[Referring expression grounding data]

[Start of Attachment]

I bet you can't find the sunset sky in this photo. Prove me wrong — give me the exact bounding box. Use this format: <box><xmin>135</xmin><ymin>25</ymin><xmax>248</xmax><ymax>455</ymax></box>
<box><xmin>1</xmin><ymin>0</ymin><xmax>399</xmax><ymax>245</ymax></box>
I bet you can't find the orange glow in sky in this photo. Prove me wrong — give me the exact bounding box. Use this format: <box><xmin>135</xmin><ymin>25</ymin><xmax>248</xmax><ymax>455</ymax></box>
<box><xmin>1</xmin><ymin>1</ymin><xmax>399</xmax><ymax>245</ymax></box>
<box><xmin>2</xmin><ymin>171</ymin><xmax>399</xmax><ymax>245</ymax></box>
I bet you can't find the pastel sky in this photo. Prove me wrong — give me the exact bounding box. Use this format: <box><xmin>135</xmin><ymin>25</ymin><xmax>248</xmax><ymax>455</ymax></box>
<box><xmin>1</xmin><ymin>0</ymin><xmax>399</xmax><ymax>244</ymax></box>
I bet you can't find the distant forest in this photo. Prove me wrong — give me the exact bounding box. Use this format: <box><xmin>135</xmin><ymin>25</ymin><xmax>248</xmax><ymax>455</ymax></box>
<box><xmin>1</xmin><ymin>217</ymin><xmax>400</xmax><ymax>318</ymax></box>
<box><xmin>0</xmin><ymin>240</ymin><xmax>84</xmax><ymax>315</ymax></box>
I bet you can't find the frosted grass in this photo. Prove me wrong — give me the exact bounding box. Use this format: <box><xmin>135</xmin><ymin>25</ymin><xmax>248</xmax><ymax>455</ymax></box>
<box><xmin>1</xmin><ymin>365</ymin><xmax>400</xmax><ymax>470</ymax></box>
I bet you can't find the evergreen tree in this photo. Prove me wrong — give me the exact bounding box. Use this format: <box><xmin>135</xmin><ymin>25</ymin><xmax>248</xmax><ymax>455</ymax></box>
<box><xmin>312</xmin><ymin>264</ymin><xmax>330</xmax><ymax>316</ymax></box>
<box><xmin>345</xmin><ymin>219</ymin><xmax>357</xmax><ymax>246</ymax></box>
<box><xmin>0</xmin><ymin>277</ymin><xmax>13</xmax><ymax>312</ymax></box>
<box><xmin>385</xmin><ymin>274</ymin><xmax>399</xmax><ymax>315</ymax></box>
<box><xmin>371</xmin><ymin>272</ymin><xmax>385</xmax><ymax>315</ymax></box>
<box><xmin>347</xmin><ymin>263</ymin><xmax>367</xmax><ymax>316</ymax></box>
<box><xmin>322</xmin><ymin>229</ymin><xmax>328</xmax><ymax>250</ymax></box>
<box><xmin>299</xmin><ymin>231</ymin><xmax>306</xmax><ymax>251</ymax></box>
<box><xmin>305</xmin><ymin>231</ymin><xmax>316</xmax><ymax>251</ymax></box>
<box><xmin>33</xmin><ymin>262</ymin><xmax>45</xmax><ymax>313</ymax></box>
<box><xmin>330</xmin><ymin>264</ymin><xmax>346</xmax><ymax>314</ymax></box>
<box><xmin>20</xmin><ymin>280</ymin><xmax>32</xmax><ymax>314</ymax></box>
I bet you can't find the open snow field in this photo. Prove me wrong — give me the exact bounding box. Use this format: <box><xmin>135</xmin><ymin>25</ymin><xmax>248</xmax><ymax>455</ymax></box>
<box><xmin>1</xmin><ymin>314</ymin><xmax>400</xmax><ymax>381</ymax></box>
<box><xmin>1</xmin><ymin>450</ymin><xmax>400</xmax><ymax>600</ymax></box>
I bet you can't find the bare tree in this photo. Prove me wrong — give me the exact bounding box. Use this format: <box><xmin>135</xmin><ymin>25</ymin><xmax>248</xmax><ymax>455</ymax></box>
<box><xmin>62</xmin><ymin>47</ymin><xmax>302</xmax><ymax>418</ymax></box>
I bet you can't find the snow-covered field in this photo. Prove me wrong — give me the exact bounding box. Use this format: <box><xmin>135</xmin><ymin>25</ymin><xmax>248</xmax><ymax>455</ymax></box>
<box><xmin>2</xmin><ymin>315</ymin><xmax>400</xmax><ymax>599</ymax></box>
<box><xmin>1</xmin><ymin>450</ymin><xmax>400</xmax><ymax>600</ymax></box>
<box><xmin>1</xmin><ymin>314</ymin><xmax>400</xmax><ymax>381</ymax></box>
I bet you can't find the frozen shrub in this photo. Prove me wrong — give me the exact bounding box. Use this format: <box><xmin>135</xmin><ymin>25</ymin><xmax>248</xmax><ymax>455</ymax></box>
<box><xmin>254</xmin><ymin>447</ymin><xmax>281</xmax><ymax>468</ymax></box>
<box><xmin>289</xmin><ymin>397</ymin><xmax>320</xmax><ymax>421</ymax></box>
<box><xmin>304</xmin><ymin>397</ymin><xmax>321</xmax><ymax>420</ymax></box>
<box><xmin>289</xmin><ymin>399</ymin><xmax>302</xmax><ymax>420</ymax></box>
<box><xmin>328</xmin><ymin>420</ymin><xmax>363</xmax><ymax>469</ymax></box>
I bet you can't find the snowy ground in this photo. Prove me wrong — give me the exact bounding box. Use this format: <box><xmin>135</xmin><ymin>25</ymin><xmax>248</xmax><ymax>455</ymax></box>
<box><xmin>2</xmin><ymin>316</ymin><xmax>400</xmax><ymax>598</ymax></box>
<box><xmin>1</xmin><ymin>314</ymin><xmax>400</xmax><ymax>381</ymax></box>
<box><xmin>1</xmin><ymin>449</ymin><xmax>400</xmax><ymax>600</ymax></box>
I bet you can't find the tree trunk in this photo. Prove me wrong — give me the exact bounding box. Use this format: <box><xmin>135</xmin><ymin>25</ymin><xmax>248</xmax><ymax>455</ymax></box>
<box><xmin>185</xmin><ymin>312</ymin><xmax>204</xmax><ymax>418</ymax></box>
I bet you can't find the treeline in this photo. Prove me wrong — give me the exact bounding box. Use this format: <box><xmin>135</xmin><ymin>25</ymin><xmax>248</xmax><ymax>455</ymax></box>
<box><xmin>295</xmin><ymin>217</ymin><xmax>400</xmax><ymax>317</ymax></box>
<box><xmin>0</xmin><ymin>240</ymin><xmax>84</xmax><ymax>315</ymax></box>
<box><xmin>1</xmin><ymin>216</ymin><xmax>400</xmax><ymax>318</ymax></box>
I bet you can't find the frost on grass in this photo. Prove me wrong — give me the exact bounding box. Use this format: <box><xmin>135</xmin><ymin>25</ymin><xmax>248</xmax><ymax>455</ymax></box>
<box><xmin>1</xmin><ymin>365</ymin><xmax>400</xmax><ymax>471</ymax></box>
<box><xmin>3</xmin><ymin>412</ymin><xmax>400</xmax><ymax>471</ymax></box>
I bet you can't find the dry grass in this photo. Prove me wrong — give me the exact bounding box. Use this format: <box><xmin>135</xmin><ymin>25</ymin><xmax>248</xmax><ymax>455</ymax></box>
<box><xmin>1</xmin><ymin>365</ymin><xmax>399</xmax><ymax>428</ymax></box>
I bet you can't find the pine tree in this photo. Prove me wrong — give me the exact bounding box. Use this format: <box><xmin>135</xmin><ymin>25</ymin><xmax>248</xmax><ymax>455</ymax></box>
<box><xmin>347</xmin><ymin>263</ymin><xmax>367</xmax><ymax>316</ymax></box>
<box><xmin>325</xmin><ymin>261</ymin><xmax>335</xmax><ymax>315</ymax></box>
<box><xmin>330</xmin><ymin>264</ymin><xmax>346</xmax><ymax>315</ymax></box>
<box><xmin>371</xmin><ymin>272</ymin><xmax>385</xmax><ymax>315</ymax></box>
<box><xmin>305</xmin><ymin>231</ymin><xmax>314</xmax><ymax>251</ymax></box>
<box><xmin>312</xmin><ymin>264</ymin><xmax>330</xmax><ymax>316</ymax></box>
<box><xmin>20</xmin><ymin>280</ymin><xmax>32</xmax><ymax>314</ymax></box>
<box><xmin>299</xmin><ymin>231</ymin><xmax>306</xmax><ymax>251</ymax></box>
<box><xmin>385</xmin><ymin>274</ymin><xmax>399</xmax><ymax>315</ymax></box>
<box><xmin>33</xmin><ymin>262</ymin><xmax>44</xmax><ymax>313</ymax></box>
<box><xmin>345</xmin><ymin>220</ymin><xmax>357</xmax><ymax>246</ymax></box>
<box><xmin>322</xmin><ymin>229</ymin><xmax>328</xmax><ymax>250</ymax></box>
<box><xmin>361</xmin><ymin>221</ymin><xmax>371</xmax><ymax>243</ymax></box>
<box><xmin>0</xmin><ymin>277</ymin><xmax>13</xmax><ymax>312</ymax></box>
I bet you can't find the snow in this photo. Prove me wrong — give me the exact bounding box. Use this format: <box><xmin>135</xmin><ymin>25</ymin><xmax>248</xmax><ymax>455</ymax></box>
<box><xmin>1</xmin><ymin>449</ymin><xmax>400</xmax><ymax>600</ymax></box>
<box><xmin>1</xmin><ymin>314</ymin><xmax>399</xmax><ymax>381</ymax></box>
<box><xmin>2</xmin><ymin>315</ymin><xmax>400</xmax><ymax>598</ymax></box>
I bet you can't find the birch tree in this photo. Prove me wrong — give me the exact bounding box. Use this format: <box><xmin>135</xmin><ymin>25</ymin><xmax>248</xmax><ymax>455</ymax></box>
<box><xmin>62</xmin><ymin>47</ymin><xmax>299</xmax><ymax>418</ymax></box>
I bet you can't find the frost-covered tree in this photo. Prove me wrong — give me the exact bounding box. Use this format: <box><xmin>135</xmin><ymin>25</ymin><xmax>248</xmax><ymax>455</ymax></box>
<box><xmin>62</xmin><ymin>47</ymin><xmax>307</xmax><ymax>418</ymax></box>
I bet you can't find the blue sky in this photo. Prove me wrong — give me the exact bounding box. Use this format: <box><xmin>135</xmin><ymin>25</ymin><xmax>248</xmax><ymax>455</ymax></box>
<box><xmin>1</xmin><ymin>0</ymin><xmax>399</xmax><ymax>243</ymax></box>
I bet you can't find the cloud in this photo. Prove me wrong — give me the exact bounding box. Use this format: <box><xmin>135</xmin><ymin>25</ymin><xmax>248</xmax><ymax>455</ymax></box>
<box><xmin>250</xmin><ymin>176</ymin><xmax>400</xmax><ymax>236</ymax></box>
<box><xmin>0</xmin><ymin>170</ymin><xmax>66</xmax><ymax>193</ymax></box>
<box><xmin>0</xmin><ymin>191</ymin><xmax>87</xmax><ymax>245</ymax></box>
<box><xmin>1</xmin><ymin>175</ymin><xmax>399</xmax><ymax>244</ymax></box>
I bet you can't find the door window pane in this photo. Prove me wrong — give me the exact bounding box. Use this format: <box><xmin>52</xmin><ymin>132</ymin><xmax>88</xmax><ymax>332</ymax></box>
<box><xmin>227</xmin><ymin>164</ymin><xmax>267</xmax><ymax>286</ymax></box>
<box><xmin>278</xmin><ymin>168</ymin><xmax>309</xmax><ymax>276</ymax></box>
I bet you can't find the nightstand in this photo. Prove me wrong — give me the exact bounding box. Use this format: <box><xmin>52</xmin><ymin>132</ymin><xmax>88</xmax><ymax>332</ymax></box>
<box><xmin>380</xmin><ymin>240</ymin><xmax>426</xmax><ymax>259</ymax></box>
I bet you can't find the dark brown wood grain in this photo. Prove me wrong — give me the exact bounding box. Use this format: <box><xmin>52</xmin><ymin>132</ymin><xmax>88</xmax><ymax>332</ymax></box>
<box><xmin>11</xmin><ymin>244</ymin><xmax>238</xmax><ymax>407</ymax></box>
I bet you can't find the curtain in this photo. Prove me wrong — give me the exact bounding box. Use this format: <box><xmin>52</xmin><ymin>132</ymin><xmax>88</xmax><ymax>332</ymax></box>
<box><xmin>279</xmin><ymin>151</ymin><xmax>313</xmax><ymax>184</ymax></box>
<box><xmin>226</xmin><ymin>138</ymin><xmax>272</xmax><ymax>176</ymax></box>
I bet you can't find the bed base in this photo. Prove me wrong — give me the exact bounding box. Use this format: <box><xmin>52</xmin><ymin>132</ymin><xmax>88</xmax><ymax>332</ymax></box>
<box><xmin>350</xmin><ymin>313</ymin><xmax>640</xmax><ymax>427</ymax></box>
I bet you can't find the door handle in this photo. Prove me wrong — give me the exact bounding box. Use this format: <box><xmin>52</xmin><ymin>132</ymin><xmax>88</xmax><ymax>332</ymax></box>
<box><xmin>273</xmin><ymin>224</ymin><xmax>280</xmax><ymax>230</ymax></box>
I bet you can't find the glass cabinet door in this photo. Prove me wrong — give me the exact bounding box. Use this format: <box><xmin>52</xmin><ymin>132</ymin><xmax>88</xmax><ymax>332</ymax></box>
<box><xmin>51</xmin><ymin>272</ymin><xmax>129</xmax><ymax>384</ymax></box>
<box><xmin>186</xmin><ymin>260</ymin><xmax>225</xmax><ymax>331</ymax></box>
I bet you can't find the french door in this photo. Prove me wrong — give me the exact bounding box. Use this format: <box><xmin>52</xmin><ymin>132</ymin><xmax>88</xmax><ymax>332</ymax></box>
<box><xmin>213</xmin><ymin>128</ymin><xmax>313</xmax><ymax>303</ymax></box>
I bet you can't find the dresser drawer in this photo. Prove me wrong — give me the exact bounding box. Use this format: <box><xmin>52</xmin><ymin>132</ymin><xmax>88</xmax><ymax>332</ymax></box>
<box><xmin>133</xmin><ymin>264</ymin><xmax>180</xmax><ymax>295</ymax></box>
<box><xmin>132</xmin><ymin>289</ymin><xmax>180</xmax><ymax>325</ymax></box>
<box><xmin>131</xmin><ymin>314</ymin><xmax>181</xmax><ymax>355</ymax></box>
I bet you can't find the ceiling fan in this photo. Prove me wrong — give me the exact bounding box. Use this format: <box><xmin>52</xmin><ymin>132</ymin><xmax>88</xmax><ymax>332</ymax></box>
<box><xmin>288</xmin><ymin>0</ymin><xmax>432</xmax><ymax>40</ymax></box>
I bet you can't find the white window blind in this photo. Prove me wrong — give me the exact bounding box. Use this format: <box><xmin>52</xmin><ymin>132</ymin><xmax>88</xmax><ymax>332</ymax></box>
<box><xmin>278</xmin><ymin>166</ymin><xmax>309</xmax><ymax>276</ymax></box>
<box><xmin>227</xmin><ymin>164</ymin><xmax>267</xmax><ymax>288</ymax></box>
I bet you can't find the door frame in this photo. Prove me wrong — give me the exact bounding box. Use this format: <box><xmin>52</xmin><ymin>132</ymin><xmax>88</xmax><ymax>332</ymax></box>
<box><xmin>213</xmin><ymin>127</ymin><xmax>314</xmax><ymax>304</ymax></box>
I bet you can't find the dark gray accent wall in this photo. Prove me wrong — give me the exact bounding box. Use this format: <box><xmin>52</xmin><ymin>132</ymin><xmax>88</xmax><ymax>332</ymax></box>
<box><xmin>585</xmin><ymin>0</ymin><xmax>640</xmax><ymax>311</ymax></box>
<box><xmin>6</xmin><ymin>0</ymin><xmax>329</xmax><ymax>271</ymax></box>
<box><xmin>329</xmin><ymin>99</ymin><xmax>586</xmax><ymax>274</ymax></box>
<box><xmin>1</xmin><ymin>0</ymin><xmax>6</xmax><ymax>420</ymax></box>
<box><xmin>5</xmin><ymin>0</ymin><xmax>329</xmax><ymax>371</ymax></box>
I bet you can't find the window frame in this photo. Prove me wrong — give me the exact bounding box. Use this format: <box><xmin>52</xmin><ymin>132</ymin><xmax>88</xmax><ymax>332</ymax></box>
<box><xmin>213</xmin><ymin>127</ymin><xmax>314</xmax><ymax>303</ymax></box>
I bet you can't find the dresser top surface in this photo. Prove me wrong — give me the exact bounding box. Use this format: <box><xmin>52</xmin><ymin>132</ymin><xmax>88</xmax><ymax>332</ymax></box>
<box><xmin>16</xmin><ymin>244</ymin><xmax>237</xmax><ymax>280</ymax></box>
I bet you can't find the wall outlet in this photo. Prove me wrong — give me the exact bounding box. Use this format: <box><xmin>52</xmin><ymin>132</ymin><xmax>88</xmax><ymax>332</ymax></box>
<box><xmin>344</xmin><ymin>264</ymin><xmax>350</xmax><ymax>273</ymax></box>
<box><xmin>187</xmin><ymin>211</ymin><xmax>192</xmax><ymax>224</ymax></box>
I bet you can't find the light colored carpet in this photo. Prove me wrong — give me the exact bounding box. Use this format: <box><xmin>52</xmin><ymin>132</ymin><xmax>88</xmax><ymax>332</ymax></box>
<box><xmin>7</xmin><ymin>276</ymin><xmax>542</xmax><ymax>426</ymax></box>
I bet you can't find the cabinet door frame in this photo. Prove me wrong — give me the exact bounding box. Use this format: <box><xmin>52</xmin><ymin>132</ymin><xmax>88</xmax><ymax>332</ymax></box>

[End of Attachment]

**The task**
Output only the lines from the one with "I bet you can't find the dark gray" through the last line of the entries above; please keep them exact.

**Result for this exercise**
I bet you can't find the dark gray accent wall in this photo. Prove me wrong — give me the exact bounding box. Use this format: <box><xmin>52</xmin><ymin>132</ymin><xmax>88</xmax><ymax>332</ymax></box>
<box><xmin>585</xmin><ymin>0</ymin><xmax>640</xmax><ymax>311</ymax></box>
<box><xmin>6</xmin><ymin>0</ymin><xmax>329</xmax><ymax>271</ymax></box>
<box><xmin>329</xmin><ymin>99</ymin><xmax>586</xmax><ymax>274</ymax></box>
<box><xmin>1</xmin><ymin>0</ymin><xmax>6</xmax><ymax>420</ymax></box>
<box><xmin>5</xmin><ymin>0</ymin><xmax>329</xmax><ymax>371</ymax></box>
I bet you can't find the window frame in this photo. Prove me wrong — give me the exact bounding box. Use this format: <box><xmin>52</xmin><ymin>132</ymin><xmax>88</xmax><ymax>332</ymax></box>
<box><xmin>213</xmin><ymin>127</ymin><xmax>314</xmax><ymax>303</ymax></box>
I bet you can't find the dresser top surface in this photo. Prove me wrong — give me the exact bounding box. Use this format: <box><xmin>52</xmin><ymin>132</ymin><xmax>88</xmax><ymax>332</ymax></box>
<box><xmin>16</xmin><ymin>244</ymin><xmax>237</xmax><ymax>280</ymax></box>
I bet you can't find the wall outlet in this photo. Prove me wrong — give me the exact bounding box. Use this format: <box><xmin>52</xmin><ymin>132</ymin><xmax>88</xmax><ymax>332</ymax></box>
<box><xmin>344</xmin><ymin>264</ymin><xmax>350</xmax><ymax>273</ymax></box>
<box><xmin>187</xmin><ymin>211</ymin><xmax>192</xmax><ymax>224</ymax></box>
I bet you can't find the light colored carpet in this photo. Prove me wrong — give me the exact bounding box. Use this format: <box><xmin>52</xmin><ymin>132</ymin><xmax>88</xmax><ymax>332</ymax></box>
<box><xmin>7</xmin><ymin>276</ymin><xmax>542</xmax><ymax>426</ymax></box>
I bet you can't find the cabinet door frame in this photo. Prove me wrong — give me the exact bounding box. Use this format: <box><xmin>52</xmin><ymin>132</ymin><xmax>88</xmax><ymax>332</ymax></box>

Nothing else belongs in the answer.